- _Task prompt_
Return, word for word, only the lines from the one containing "identify the horizontal" through the last line of the entries.

- _Information supplied_
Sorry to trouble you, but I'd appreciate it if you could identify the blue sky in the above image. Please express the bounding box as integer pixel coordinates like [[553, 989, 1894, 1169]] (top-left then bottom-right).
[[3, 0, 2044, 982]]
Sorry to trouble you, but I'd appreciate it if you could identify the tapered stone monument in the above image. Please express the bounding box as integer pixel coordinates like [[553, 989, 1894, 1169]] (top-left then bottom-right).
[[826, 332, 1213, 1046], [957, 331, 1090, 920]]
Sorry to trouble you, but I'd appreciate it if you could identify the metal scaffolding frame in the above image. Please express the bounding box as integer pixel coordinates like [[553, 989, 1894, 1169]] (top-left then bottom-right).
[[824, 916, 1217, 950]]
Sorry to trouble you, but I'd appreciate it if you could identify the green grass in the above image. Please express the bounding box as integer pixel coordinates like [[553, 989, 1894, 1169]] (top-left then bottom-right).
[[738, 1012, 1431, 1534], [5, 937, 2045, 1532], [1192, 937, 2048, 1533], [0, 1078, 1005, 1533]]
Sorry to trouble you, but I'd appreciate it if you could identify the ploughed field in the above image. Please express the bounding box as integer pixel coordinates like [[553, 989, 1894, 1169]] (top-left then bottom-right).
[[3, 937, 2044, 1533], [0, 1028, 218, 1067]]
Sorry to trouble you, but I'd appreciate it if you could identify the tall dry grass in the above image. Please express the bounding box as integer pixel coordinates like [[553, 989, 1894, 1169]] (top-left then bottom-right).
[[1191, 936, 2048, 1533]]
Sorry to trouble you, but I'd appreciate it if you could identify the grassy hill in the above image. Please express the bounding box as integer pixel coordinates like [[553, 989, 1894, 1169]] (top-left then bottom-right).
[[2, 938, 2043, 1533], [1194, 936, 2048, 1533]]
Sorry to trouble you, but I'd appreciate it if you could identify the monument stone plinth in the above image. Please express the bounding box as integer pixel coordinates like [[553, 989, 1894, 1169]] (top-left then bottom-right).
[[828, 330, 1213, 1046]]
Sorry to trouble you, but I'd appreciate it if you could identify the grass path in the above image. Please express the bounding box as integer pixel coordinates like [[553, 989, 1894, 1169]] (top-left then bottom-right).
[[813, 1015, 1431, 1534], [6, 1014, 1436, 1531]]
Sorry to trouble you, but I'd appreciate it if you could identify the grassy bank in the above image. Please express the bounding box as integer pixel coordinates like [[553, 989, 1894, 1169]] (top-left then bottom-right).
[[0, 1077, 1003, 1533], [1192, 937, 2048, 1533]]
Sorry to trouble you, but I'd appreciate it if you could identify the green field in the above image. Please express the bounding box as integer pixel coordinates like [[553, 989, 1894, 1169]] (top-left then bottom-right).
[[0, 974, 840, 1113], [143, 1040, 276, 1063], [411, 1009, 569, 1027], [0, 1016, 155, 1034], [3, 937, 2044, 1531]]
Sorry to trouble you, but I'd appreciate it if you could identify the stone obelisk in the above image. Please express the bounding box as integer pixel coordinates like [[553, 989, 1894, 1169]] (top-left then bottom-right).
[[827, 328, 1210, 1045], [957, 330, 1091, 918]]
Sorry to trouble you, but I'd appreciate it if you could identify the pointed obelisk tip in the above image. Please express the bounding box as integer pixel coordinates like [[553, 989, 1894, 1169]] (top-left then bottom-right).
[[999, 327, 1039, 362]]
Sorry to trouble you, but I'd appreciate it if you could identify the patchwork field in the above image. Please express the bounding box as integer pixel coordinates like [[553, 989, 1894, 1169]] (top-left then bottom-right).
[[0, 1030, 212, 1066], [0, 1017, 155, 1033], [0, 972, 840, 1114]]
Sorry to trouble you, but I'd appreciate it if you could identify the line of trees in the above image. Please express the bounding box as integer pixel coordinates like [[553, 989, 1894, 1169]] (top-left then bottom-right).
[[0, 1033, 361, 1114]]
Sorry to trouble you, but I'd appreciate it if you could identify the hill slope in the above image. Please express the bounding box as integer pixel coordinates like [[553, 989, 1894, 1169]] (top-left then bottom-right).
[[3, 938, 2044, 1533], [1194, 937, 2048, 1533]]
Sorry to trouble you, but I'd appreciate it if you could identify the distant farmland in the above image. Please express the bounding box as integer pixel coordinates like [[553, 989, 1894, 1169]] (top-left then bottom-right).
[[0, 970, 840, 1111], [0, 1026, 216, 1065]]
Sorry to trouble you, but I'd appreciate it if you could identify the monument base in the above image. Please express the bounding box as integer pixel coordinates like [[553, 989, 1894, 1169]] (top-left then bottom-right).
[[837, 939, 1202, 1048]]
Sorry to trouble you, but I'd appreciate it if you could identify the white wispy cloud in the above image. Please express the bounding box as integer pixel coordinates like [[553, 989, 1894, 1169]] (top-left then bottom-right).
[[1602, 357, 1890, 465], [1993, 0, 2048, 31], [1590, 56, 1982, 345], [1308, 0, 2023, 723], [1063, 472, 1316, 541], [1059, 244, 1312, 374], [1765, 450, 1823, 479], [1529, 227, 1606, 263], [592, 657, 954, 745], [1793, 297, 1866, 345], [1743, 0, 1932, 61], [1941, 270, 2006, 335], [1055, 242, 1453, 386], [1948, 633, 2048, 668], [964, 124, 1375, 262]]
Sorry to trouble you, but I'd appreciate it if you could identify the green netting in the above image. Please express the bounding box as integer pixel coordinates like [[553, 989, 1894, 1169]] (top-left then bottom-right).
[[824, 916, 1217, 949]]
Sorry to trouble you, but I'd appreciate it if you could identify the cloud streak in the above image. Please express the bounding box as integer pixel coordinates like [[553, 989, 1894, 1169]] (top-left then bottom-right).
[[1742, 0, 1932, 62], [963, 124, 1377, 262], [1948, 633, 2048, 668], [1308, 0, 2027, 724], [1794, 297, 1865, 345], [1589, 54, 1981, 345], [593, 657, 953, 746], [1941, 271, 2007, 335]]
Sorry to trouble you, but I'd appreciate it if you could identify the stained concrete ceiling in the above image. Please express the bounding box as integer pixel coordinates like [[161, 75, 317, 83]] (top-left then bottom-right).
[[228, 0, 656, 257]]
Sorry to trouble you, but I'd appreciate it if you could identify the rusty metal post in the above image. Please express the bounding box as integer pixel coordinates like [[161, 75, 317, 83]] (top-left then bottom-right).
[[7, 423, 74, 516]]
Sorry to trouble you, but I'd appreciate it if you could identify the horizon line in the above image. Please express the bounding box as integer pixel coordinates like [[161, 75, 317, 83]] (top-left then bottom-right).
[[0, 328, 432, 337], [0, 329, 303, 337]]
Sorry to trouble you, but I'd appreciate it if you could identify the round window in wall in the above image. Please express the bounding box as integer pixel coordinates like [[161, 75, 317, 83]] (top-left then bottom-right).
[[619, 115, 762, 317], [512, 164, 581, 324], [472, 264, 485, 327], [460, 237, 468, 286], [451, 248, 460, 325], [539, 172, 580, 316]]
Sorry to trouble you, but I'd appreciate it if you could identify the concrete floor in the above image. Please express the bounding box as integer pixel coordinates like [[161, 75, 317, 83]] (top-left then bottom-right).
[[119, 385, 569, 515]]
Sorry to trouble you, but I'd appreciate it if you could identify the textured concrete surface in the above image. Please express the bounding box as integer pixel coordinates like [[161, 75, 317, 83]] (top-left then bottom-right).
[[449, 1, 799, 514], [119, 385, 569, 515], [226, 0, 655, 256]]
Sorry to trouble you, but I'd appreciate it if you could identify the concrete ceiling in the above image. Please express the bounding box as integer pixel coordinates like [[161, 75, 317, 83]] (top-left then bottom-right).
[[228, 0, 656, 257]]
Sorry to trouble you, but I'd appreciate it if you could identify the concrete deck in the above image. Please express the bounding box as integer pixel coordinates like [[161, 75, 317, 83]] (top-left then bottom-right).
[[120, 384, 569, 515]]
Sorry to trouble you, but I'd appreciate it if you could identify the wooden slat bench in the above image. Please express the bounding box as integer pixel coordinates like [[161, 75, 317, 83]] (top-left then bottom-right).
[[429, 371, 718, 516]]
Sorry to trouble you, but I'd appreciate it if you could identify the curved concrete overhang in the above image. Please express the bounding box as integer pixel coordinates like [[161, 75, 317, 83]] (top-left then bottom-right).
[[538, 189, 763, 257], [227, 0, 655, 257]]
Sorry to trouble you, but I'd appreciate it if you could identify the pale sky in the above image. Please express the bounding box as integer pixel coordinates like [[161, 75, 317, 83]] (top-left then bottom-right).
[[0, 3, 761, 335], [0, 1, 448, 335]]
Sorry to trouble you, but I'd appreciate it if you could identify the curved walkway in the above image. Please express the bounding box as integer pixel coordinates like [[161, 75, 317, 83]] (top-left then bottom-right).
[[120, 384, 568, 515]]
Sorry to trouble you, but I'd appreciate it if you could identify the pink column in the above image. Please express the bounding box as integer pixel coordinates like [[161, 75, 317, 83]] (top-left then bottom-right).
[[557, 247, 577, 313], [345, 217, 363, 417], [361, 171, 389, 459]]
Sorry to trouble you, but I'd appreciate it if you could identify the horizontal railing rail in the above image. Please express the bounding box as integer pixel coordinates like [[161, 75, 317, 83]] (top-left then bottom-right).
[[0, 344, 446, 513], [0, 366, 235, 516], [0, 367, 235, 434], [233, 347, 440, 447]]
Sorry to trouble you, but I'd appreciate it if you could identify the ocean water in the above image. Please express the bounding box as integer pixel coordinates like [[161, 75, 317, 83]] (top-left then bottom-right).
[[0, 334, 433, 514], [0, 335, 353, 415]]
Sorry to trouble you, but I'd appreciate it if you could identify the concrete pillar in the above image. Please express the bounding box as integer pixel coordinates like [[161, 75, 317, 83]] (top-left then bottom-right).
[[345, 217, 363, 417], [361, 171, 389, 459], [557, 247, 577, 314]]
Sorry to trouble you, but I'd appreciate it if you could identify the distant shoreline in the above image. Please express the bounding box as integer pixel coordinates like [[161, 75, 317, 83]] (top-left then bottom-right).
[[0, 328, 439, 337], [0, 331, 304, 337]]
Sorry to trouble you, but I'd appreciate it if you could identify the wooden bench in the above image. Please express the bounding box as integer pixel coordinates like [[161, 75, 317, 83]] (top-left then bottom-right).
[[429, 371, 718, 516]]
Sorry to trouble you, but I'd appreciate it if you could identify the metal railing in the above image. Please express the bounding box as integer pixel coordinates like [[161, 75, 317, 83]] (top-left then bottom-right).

- _Output of the exercise_
Sorry to trouble you, but I'd appreciate it if you could identify the horizontal railing rail in the above image. Please express the bounding box as integer pixel coordinates like [[161, 75, 317, 83]] (top-left then bottom-right).
[[0, 344, 446, 513], [0, 366, 235, 516], [0, 367, 235, 434], [233, 347, 440, 447]]
Sorry to trouble you, but I'd appreciate it if you could identify the ocean water in the above image. Please express the bounding box as integer pixel coordinates like [[161, 75, 317, 83]] (top-left then bottom-right).
[[0, 334, 433, 514], [0, 335, 353, 415]]
Sorry to trouble you, but I'd appreciate it if you could identify the concrete pillar in the above image. Please express the bounding box as integer pixel coordinates like [[161, 75, 317, 83]] (top-left then bottom-right).
[[345, 217, 363, 417], [361, 171, 389, 459], [557, 247, 577, 314]]
Sorry to trouble you, but I'd appreciate it if you could identify the distant shoreline in the above image. Please express the bounding box as integer pixel coordinates like [[161, 75, 317, 83]] (top-left then bottom-right).
[[0, 328, 439, 337], [0, 331, 304, 337]]
Sorry to trouble you, but I'd appreciate it if you could identify the wooden bench in the above image. Please express the bounding box as integer pixel coordinates like [[161, 75, 317, 83]] (top-left then bottom-right).
[[429, 371, 718, 516]]
Sorry to trouble you, but I'd appreciate it if you could identify the metal railing in the above image. Please express the bounding box as integer pixel coordinates like [[161, 75, 317, 83]] (top-left then bottom-right).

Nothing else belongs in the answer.